Testo selezionato:
•••••

Con il quarto motivo, denunciando omessa e contraddittoria motivazione
su punti decisivi della controversia, la difesa del ricorrente lamenta
ancora che il Tribunale non ha considerato che il medico non si era comportato
con la dovuta diligenza, limitandosi a bussare alla porta e non usando
il campanello elettrico; e non ha inoltre valutato che nessuna negligenza
poteva imputarsi al lavoratore, essendo stato provato che lo stesso era
in casa, nella sala (ambiente molto vicino alla porta di ingresso), in
compagnia del sig. L. A., e che nessuno dei due aveva inteso bussare.
Se vi è negligenza, questa è del medico di controllo che
non ha bussato con sufficiente energia per farsi sentire.
Con il quinto motivo, denunciando violazione e falsa applicazione dell'art.

•••••

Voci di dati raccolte
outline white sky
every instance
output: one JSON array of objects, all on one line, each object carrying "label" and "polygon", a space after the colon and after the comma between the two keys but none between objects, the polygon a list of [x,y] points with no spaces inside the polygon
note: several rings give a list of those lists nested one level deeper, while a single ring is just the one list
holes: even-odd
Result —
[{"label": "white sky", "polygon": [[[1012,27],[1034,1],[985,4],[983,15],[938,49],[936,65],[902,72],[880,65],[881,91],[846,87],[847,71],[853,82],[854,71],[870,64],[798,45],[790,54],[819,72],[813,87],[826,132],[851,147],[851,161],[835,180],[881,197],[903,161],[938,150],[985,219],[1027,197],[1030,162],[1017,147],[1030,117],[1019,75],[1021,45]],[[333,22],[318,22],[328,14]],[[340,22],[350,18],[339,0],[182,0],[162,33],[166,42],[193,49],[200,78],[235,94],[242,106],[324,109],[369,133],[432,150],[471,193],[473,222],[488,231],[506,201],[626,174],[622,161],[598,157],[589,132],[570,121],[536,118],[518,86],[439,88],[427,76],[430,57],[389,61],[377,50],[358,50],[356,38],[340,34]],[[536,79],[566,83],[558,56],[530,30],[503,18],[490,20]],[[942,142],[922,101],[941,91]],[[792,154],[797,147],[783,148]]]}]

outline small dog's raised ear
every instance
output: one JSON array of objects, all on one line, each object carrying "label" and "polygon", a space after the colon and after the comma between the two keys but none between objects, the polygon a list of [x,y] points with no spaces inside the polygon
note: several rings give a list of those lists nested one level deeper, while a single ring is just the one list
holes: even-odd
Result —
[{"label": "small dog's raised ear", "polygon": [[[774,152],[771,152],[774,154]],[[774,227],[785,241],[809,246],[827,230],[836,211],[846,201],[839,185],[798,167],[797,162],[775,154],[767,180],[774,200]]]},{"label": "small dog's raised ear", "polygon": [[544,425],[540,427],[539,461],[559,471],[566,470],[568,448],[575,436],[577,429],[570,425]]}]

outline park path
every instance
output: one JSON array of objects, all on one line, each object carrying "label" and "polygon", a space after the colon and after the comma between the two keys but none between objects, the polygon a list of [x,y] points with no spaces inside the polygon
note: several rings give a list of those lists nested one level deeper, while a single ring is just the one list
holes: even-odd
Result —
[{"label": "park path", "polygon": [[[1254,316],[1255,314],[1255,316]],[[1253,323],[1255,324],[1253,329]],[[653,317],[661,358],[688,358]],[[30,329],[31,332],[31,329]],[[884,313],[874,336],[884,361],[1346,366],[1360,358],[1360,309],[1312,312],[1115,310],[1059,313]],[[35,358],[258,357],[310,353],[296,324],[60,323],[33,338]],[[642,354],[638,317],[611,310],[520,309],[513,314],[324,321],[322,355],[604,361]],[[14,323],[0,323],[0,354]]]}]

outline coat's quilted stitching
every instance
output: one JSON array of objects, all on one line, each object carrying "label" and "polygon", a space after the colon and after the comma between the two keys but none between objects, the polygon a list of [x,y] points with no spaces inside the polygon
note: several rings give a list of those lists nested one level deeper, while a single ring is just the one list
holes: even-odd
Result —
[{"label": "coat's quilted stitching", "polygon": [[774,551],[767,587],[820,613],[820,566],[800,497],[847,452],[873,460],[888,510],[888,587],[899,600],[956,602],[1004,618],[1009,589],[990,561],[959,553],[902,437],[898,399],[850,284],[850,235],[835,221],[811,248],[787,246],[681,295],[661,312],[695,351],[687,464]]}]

•••••

Compiti ed esercizi:
A. Stabilisci se ciascuna delle seguenti affermazioni concorda con il testo selezionato, rispondendo sì o no e citando le parole del testo che lo decidono: (i) il medico ha usato il campanello elettrico; (ii) il lavoratore era in casa insieme al sig. L. A.; (iii) la sala si trova lontano dalla porta di ingresso.
B. Che cosa denuncia la difesa del ricorrente con il quarto motivo, secondo il testo selezionato?

Soluzioni dei compiti:
A.
(i) No: "limitandosi a bussare alla porta e non usando il campanello elettrico".
(ii) Sì: "lo stesso era in casa, nella sala (ambiente molto vicino alla porta di ingresso), in compagnia del sig. L. A.".
(iii) No: "ambiente molto vicino alla porta di ingresso".

B. Omessa e contraddittoria motivazione su punti decisivi della controversia.